Research Gives New Hope to Ovarian Cancer Patients
- Share via
Ovarian cancer has long been among the most feared diseases among women. And rightly so. It’s often detected in a late stage. And the disease is very hard to cure once it has spread beyond the ovaries.
An estimated 23,100 U.S. women will be diagnosed with the disease this year and about 14,000 will die, according to the Ovarian Cancer National Alliance.
A recent surge of funding and scientific progress, however, may brighten the outlook for women with the disease and those who are at high risk for it.
Among the developments:
* Researchers are studying a family of substances called lysophospholipids, or LPA, that might serve as an accurate blood marker for the disease. A pilot study published in 1998 showed that LPA levels were elevated in women with various stages of ovarian cancer.
There is currently no reliable early detection test for ovarian cancer. The CA 125 blood test is sometimes given to women at high risk. But the test has a high error rate, and the LPA test could render it unnecessary. When the disease is detected early--which happens in only one in four women--the five-year survival rate is more than 90%. Survival rates plunge to about 50% when the disease is detected at an advanced stage.
Although there are no obvious symptoms of ovarian cancer, some women experience abdominal bloating, digestive changes or problems, severe fatigue or abnormal bleeding before being diagnosed.

(Referring expression pointing data)
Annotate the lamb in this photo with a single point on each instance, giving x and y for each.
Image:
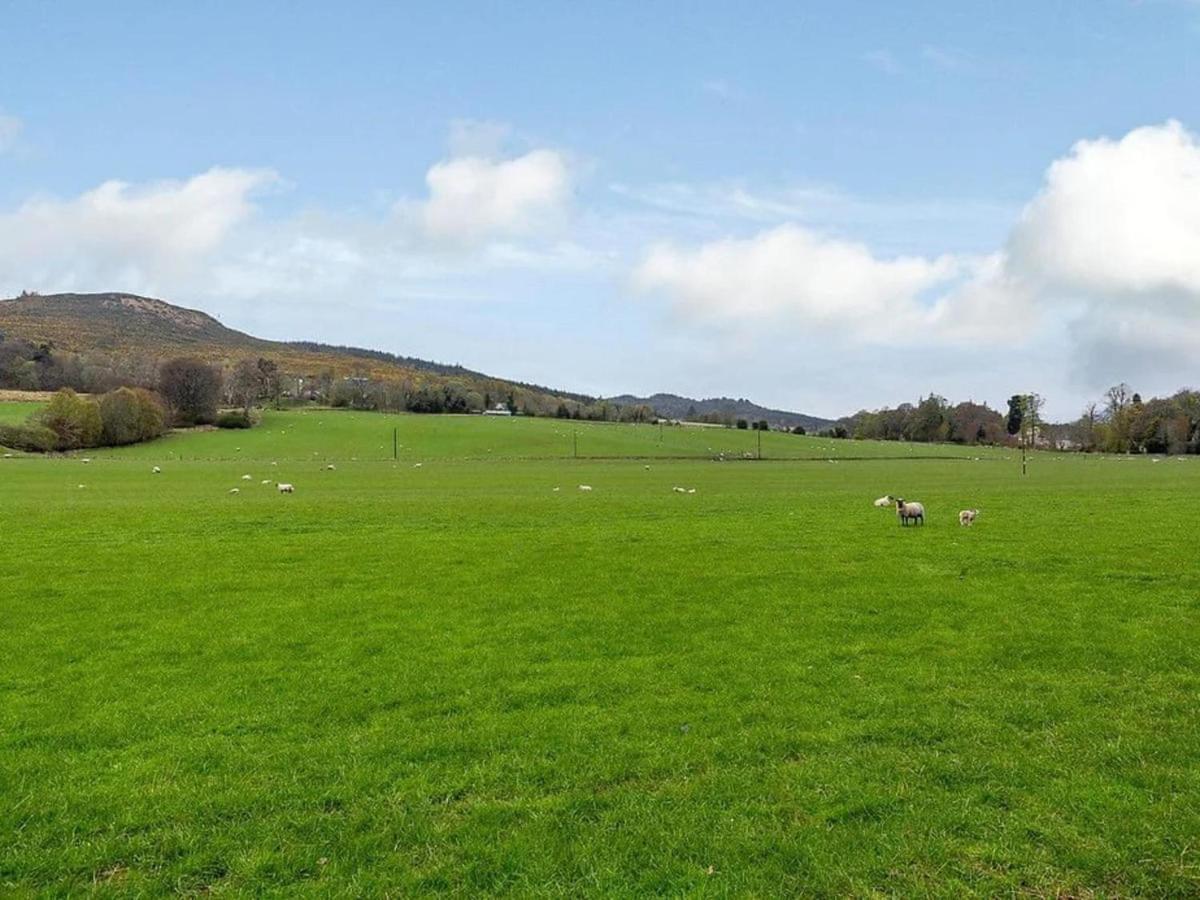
(910, 511)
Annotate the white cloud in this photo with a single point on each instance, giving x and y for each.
(139, 237)
(474, 198)
(1107, 253)
(10, 130)
(792, 273)
(1117, 220)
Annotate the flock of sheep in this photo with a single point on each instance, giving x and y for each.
(912, 513)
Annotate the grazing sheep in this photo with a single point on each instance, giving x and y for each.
(910, 511)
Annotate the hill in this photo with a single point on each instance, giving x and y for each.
(136, 329)
(139, 328)
(672, 406)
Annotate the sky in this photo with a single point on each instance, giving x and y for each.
(822, 207)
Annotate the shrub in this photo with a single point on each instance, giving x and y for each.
(75, 420)
(192, 388)
(29, 436)
(130, 415)
(234, 419)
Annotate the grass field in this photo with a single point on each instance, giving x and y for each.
(453, 678)
(17, 412)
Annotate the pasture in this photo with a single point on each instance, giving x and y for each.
(454, 678)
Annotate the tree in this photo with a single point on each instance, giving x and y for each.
(246, 384)
(270, 385)
(75, 420)
(192, 389)
(1031, 418)
(130, 415)
(1015, 414)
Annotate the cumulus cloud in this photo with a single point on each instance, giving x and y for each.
(1117, 219)
(138, 237)
(793, 273)
(474, 198)
(1110, 245)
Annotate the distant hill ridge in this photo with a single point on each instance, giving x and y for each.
(672, 406)
(120, 324)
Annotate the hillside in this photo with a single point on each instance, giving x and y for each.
(139, 329)
(129, 327)
(672, 406)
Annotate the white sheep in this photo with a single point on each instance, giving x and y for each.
(910, 511)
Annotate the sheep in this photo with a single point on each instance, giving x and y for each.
(910, 511)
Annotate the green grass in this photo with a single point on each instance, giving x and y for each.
(16, 412)
(340, 435)
(453, 678)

= WORK INSTRUCTION 1 =
According to the ovarian cancer article, why could the LPA test make the CA 125 blood test unnecessary?
= WORK INSTRUCTION 2 =
Print the part of the ovarian cancer article that opens with the words containing "An estimated 23,100" and closes with "Cancer National Alliance.".

= RESPONSE BOX 1 =
The CA 125 blood test has a high error rate. Researchers are studying LPA as a possible accurate blood marker for ovarian cancer.

= RESPONSE BOX 2 =
An estimated 23,100 U.S. women will be diagnosed with the disease this year and about 14,000 will die, according to the Ovarian Cancer National Alliance.